◆ **The task**
Pick out every line below that contains the word "eiffel", and copy each one. Case counts.

◆ **Entries provided**
◆ ◆ ◆ ◆

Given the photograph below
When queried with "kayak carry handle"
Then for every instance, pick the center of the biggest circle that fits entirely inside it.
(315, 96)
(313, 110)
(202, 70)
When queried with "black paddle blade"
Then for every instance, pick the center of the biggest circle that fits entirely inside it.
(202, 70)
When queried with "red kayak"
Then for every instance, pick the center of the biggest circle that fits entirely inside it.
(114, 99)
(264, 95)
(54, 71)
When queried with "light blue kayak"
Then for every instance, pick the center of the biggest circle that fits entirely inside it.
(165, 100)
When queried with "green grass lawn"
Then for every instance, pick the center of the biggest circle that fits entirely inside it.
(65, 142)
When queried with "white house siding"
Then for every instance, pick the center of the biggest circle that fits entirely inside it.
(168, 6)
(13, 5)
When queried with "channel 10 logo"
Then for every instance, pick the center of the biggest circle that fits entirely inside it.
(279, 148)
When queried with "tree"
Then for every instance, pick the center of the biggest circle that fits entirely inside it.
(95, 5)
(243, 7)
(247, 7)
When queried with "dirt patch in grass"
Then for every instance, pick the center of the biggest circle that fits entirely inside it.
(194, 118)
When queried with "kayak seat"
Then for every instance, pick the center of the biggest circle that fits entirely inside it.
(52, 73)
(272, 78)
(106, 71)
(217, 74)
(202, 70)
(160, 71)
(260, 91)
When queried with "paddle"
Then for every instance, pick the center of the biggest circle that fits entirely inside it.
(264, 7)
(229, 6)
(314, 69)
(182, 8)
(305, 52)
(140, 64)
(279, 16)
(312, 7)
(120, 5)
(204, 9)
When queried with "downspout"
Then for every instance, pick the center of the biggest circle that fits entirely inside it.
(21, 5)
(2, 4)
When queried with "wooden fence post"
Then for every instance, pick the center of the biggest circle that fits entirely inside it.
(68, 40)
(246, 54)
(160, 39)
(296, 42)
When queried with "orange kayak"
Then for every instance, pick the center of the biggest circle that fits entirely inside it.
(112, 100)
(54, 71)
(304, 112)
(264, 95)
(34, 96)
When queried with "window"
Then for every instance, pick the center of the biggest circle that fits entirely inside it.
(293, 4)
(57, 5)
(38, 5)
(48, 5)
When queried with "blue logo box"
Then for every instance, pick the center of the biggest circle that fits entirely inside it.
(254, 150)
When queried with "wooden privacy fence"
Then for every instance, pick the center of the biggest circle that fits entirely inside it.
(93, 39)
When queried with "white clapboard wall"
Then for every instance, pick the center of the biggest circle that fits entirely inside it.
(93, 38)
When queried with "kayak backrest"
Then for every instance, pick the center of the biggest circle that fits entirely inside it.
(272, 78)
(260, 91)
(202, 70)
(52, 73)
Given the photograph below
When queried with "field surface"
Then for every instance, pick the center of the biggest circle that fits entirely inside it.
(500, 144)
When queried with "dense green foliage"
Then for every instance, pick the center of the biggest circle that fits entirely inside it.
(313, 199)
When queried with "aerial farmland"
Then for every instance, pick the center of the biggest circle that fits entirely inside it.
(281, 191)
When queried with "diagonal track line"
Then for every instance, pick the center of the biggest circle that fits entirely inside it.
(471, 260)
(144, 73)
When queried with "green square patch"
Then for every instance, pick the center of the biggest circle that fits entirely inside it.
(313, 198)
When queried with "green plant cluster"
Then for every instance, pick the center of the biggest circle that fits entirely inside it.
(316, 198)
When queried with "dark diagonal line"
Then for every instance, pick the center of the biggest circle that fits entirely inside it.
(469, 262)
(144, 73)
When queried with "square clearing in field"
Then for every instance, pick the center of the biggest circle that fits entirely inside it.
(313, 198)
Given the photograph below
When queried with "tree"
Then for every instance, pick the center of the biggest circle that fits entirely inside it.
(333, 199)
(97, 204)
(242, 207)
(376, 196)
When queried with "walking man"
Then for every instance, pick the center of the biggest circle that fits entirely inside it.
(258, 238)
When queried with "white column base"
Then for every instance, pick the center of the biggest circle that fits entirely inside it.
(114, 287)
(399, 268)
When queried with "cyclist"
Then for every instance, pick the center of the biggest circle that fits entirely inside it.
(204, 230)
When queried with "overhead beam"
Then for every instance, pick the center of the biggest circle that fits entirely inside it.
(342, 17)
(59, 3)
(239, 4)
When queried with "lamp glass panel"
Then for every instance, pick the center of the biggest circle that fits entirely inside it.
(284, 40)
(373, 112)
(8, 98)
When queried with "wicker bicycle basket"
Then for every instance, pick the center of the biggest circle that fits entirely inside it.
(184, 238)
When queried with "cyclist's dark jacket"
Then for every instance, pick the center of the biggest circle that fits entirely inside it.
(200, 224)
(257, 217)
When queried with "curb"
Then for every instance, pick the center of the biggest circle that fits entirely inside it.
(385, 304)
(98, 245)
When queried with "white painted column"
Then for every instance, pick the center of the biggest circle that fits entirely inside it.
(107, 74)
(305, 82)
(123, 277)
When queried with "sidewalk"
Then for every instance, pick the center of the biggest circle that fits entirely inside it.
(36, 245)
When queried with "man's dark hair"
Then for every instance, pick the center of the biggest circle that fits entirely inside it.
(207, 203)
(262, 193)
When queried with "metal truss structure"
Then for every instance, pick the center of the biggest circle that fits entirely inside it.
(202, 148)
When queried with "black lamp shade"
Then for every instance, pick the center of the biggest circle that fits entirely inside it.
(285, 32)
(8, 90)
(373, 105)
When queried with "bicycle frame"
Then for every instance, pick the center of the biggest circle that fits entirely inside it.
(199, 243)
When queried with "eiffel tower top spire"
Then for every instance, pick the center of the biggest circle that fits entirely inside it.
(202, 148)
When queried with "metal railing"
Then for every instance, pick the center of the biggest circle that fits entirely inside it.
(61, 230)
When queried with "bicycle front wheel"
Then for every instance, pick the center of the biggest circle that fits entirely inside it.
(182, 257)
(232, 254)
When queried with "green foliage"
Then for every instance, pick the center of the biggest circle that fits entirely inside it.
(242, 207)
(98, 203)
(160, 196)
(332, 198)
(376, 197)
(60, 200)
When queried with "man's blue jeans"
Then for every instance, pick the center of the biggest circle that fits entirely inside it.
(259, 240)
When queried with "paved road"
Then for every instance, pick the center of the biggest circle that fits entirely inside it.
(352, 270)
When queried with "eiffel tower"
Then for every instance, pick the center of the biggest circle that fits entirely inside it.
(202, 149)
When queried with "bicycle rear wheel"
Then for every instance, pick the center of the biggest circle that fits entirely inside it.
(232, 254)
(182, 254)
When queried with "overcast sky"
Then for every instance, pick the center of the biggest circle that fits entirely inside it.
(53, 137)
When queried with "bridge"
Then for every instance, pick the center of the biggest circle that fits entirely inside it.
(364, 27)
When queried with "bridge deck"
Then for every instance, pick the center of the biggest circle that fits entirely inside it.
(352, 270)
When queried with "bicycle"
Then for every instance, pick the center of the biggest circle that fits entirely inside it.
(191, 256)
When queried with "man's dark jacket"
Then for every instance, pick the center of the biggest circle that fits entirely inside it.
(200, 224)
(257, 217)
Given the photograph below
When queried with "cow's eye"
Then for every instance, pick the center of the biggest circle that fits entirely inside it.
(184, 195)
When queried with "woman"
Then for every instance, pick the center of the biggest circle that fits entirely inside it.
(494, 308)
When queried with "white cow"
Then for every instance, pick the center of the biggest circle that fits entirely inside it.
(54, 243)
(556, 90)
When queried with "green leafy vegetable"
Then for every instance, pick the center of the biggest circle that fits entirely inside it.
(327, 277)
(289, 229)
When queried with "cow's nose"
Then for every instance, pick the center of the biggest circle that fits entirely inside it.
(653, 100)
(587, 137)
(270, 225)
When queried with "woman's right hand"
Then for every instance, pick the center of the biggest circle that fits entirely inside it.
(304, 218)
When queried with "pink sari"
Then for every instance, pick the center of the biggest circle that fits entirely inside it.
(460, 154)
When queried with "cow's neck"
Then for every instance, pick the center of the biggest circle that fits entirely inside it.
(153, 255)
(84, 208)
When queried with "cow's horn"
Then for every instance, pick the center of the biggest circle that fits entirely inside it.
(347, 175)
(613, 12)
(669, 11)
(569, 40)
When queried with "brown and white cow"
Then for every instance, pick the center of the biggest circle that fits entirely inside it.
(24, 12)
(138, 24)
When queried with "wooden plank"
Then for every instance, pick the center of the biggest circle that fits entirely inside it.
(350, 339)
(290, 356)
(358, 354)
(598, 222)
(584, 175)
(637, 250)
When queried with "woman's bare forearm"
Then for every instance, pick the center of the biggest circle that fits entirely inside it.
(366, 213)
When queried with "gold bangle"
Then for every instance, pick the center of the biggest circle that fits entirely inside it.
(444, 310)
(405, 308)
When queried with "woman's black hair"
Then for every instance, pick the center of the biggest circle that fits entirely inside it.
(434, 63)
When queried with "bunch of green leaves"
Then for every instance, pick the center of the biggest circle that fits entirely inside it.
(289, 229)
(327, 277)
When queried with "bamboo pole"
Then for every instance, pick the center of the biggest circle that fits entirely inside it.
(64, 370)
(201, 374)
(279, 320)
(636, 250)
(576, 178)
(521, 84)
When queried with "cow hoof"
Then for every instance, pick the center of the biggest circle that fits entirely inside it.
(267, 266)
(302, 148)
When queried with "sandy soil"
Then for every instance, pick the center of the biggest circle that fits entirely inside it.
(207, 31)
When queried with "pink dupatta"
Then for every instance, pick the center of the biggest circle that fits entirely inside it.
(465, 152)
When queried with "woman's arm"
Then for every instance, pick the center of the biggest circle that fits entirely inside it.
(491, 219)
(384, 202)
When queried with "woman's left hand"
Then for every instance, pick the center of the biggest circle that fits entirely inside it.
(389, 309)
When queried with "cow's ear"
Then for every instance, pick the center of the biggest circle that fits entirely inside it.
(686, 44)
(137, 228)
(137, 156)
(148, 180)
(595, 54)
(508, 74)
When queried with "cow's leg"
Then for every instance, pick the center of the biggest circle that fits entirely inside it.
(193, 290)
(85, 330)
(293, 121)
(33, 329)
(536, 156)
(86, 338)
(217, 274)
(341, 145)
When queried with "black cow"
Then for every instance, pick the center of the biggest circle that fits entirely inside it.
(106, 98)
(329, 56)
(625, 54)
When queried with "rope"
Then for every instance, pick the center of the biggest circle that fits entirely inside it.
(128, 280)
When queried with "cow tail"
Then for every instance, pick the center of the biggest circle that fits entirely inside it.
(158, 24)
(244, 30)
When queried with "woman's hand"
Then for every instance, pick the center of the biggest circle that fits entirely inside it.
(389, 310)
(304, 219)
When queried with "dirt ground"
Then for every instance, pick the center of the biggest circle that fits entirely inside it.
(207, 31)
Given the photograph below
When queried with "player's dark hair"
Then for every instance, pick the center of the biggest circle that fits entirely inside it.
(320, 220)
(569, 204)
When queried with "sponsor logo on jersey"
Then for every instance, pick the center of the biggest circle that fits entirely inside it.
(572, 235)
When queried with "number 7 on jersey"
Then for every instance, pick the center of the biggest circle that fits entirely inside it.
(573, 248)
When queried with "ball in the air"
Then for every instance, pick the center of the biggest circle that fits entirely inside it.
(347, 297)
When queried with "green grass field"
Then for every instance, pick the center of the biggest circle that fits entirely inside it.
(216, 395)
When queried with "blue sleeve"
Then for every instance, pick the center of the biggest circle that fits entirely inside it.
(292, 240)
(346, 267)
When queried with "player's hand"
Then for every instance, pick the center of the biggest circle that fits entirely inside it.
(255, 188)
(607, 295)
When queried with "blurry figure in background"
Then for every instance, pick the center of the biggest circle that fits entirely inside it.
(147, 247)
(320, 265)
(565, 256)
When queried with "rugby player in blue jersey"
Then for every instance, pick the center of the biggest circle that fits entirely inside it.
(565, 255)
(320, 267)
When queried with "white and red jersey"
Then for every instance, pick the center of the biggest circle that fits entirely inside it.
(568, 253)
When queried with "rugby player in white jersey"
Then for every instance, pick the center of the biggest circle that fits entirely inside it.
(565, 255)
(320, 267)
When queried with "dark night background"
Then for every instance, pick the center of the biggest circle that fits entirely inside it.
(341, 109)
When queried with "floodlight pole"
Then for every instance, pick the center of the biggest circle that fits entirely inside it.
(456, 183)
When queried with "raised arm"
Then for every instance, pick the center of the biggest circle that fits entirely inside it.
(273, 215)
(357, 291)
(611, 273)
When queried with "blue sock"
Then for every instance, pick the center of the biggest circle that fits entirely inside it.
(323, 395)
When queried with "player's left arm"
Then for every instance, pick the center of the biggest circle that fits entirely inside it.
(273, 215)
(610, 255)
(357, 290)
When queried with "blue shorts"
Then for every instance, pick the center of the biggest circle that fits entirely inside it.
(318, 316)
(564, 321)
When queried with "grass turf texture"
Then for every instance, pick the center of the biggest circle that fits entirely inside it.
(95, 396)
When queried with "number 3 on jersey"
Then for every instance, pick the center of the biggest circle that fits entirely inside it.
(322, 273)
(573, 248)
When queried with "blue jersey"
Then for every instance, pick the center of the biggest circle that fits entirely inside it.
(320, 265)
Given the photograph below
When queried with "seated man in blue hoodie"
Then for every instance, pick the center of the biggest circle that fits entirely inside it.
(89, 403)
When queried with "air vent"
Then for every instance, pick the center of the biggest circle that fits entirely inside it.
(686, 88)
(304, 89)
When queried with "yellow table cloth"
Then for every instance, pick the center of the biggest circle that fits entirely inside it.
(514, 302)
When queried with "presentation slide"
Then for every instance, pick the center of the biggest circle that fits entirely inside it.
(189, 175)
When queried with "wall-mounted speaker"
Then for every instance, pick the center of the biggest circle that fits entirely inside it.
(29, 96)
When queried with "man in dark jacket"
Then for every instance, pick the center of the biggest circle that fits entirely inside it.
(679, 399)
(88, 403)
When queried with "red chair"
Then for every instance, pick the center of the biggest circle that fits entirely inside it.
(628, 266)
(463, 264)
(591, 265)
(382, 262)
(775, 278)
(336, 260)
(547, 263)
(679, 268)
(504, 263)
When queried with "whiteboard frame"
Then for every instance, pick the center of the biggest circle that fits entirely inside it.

◆ ◆ ◆ ◆

◆ **Result of this exercise**
When queried with "eiffel tower top spire"
When queried with "eiffel tower"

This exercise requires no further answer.